* [STATED PROBLEM] Retype all the records with nothing changed.
— Start DATASET CONTENT —
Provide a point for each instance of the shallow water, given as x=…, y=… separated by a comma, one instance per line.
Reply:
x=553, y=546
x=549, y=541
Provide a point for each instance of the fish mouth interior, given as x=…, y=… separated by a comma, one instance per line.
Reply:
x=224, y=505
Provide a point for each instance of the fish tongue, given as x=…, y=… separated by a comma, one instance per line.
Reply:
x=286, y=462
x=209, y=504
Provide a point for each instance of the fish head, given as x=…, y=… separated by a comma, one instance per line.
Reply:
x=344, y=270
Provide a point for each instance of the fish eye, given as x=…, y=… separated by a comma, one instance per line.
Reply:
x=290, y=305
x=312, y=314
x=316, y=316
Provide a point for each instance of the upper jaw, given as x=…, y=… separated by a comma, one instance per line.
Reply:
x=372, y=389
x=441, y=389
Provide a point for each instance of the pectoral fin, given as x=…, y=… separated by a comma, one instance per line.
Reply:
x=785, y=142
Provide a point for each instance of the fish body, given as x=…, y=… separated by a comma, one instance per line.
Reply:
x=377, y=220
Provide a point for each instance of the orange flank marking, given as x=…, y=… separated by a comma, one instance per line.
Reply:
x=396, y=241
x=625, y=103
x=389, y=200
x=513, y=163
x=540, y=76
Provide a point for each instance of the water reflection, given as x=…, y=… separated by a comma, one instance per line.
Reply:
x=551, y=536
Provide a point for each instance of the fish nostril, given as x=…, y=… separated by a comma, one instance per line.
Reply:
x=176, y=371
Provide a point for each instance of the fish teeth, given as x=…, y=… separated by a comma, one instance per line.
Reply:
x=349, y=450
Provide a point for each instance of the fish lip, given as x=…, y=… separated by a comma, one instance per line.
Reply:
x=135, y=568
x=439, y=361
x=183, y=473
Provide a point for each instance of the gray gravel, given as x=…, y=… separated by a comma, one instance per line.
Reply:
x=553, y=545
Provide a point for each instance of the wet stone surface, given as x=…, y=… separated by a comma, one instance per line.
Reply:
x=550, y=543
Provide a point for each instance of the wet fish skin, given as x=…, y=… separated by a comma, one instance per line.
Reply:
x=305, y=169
— End DATASET CONTENT —
* [THE COMPLETED TASK]
Provide a point for each instance of the shallow water, given as x=…, y=… separated by a comma, one instance per line.
Reply:
x=553, y=546
x=549, y=541
Provide a point for each instance of the fish mouth interior, given as x=…, y=… separated by a comma, one instance per line.
Reply:
x=224, y=505
Provide a point for each instance of the fish tongue, given as x=…, y=… separated by a comma, one instance per line.
Reply:
x=286, y=462
x=209, y=504
Provide a point for each instance of the fish head, given as x=…, y=… separated by a comma, one instance per line.
Reply:
x=344, y=270
Provide a point for each instance of the fish eye, given as x=…, y=… separated by a comma, one instance per line.
Reply:
x=290, y=305
x=312, y=314
x=316, y=316
Provide a point for each instance of the upper jaw, given as x=…, y=… separated by a comma, one instance per line.
Reply:
x=372, y=389
x=441, y=389
Provide a point for each instance of the pectoral fin, given as x=…, y=… separated by a comma, one instance per line.
Reply:
x=785, y=142
Provide a point for each instance of the fish body, given as x=…, y=… separated by a comma, one instance per line.
Reply:
x=377, y=220
Provide a point for each instance of the orange flank marking, given as x=…, y=… separated by a comma, one instance per line.
Reply:
x=396, y=241
x=625, y=103
x=389, y=200
x=513, y=163
x=540, y=76
Provide a point for each instance of the water reflection, given as x=…, y=… separated by a comma, one instance per line.
Reply:
x=551, y=536
Provide a point for each instance of the fish nostril, given as x=…, y=… separated by a comma, one instance per line.
Reply:
x=176, y=371
Provide a point for each instance of the fish teeth, given as x=…, y=… separated by a comma, one instance per line.
Reply:
x=349, y=450
Provide a point for each instance of the fish lip, given as x=…, y=… separated by a comma, one instance per line.
Reply:
x=135, y=568
x=439, y=361
x=183, y=473
Provide a point for each instance of the gray gravel, given as x=…, y=… separated by a comma, one instance per line.
Reply:
x=553, y=545
Provide a point for each instance of the wet stone surface, given as x=…, y=… separated by a comma, one instance per line.
Reply:
x=550, y=543
Provide a point for each instance of the wet fish skin, given as x=…, y=… separated by a comma, one instance per line.
Reply:
x=305, y=169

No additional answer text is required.